EXTRACTED INFORMATION →
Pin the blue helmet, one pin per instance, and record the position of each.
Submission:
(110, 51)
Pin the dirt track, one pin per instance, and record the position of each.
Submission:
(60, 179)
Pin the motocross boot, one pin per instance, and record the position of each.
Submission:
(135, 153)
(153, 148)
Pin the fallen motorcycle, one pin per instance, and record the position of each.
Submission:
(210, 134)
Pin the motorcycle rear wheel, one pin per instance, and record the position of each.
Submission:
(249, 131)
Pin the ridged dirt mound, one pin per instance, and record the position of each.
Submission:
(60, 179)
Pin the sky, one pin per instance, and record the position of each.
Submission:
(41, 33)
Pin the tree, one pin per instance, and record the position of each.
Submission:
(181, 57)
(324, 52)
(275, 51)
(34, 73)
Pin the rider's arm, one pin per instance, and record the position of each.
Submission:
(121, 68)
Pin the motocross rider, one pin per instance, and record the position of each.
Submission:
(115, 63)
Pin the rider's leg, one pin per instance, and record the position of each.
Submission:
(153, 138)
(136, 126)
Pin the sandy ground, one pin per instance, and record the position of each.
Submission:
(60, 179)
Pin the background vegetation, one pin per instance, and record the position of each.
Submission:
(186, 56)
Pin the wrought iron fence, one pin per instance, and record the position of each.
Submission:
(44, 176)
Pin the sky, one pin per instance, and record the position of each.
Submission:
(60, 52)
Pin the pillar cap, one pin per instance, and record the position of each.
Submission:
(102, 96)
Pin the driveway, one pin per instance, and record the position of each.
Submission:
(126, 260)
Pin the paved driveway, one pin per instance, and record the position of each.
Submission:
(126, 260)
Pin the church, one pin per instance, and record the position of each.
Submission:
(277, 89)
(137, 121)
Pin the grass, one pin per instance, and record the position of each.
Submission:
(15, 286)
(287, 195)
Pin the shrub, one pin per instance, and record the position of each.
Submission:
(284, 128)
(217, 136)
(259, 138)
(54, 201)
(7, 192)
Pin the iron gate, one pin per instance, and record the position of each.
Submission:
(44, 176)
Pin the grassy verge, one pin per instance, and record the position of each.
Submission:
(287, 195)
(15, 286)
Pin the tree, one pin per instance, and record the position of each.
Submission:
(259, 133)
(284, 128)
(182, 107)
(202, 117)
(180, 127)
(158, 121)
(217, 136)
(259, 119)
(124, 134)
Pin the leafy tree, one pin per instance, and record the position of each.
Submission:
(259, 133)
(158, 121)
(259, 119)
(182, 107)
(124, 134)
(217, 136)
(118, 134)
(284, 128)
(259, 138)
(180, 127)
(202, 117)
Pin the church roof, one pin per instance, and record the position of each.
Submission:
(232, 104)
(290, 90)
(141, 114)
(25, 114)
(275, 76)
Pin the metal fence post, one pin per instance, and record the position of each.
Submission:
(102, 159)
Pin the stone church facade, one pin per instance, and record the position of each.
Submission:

SET EXERCISE → Rewrite every one of the records above with "record the position" changed to "note the location" and everything else left as it is.

TASK RESPONSE →
Pin the blue helmet, one pin per instance, and note the location of each.
Submission:
(110, 51)
Pin the dirt track, one pin per instance, and note the location of each.
Submission:
(60, 179)
Pin the motocross boot, one pin per instance, and note the location of each.
Submission:
(135, 153)
(153, 148)
Pin the fallen motorcycle, one pin per instance, and note the location of each.
Submission:
(210, 134)
Pin the motorcycle rear wheel, one pin per instance, and note the location of each.
Submission:
(249, 131)
Pin the ridged dirt mound, one pin per instance, and note the location of each.
Submission:
(60, 179)
Pin the sky, one pin per instance, and note the location of each.
Submission:
(41, 33)
Pin the tree, one pin per instance, and note the location of each.
Submission:
(181, 57)
(324, 52)
(275, 51)
(34, 73)
Pin the rider's arm, one pin per instance, and note the location of each.
Submission:
(121, 68)
Pin the motocross rider, one pin per instance, and note the location of each.
Submission:
(115, 63)
Pin the rider's leg, one pin per instance, and note the location of each.
Submission:
(153, 138)
(136, 126)
Pin the sandy ground, one pin per instance, and note the location of each.
Submission:
(60, 179)
Pin the background vegetation, one pin per instance, and note the location of each.
Submission:
(186, 56)
Pin the wrought iron fence, one pin per instance, and note the location of each.
Submission:
(44, 176)
Pin the sky, one pin per instance, and note the location of each.
Submission:
(60, 52)
Pin the pillar cap, one pin per instance, and note the location of each.
Submission:
(102, 96)
Pin the driveway, one pin per instance, and note the location of each.
Submission:
(126, 260)
Pin the paved driveway, one pin per instance, and note the location of each.
Submission:
(126, 260)
Pin the church, one pin per instance, and note the location of each.
Submission:
(277, 89)
(137, 121)
Pin the grass, one pin per instance, and note the location of each.
Submission:
(15, 286)
(287, 195)
Pin the shrub, one pin per instance, and note the location of each.
Submission:
(284, 128)
(217, 136)
(259, 138)
(54, 201)
(7, 192)
Pin the iron gate, one pin per instance, and note the location of each.
Submission:
(44, 176)
Pin the grassy verge, one pin per instance, and note the location of each.
Submission:
(287, 195)
(15, 286)
Pin the tree, one pin per instance, and note the location of each.
Submission:
(259, 133)
(284, 128)
(182, 107)
(202, 117)
(180, 127)
(158, 121)
(217, 136)
(259, 119)
(124, 134)
Pin the leafy tree, one pin per instance, and note the location of each.
Submission:
(259, 133)
(158, 121)
(259, 119)
(182, 107)
(124, 134)
(217, 136)
(118, 134)
(284, 128)
(259, 138)
(180, 127)
(202, 117)
Pin the church roof, one pin per instance, and note the location of each.
Submission:
(232, 104)
(290, 90)
(141, 114)
(25, 114)
(275, 76)
Pin the metal fence post, one pin per instance, and note the location of each.
Submission:
(102, 159)
Pin the stone church facade, one pin per instance, and note the location of each.
Submission:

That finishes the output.